Given passage —
-- start --
In coal mining activities, the abutment stress of the coal has to undergo cyclic loading and unloading, affecting the strength and seepage characteristics of coal; additionally, it can cause dynamic disasters, posing a major challenge for the safety of coal mine production. To improve the understanding of the dynamic disaster mechanism of gas outburst and rock burst coupling, triaxial devices are applied to axial pressure cyclic loading-unloading tests under different axial stress peaks and different pore pressures. The existing empirical formula is use to perform a non-linear regression fitting on the relationship between stress and permeability, and the damage rate of permeability is introduced to analyze the change in permeability. The results show that the permeability curve obtained had "memory", and the peak stress was lower than the conventional loading path. The permeability curve and the volume strain curve show a clear symmetrical relationship, being the former in the form of a negative power function. Owing to the influence of irreversible deformation, the permeability difference and the damage of permeability mainly occur in the initial stage of loading-unloading, and both decrease as the number of cycles of loading-unloading increase. At the end of the first cycle and the second cycle, the permeability decreased in the range of 5.777 - 8.421 % and 4.311-8.713 %, respectively. The permeability decreases with an increase in the axial stress peak, and the damage rate shows the opposite trend. Under the same conditions, the permeability of methane is always lower than that of helium, and it shows a V-shape change trend with increasing methane pressures, and the permeability of the specimen was 3 MPa > 1 MPa > 2 MPa.
-- end --
Written task 1 — In the passage on coal permeability, which gas always had a higher permeability than methane under the same conditions?
The passage and the records have nothing to do with each other.

A data block
-- start --
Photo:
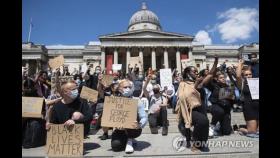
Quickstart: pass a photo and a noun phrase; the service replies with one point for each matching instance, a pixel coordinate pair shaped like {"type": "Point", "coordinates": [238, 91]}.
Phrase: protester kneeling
{"type": "Point", "coordinates": [122, 138]}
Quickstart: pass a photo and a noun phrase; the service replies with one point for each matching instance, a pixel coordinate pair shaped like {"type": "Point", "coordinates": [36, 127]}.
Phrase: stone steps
{"type": "Point", "coordinates": [236, 118]}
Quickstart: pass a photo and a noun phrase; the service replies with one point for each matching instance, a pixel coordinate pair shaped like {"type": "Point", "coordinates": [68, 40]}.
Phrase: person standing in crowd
{"type": "Point", "coordinates": [102, 92]}
{"type": "Point", "coordinates": [176, 83]}
{"type": "Point", "coordinates": [190, 111]}
{"type": "Point", "coordinates": [253, 65]}
{"type": "Point", "coordinates": [122, 138]}
{"type": "Point", "coordinates": [205, 92]}
{"type": "Point", "coordinates": [41, 85]}
{"type": "Point", "coordinates": [28, 85]}
{"type": "Point", "coordinates": [91, 80]}
{"type": "Point", "coordinates": [66, 71]}
{"type": "Point", "coordinates": [221, 104]}
{"type": "Point", "coordinates": [157, 114]}
{"type": "Point", "coordinates": [250, 106]}
{"type": "Point", "coordinates": [71, 109]}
-- end --
Written task 2 — Identify every line of the records that contains the word "instance", and copy each one. Case counts.

Final answer 1 — Helium.

Final answer 2 —
Quickstart: pass a photo and a noun phrase; the service replies with one point for each matching instance, a pixel coordinate pair shaped like {"type": "Point", "coordinates": [238, 91]}.
Quickstart: pass a photo and a noun phrase; the service replies with one point for each matching instance, a pixel coordinate pair shaped like {"type": "Point", "coordinates": [36, 127]}.
Quickstart: pass a photo and a noun phrase; the service replies with one point for each matching instance, a pixel coordinate pair shaped like {"type": "Point", "coordinates": [68, 40]}.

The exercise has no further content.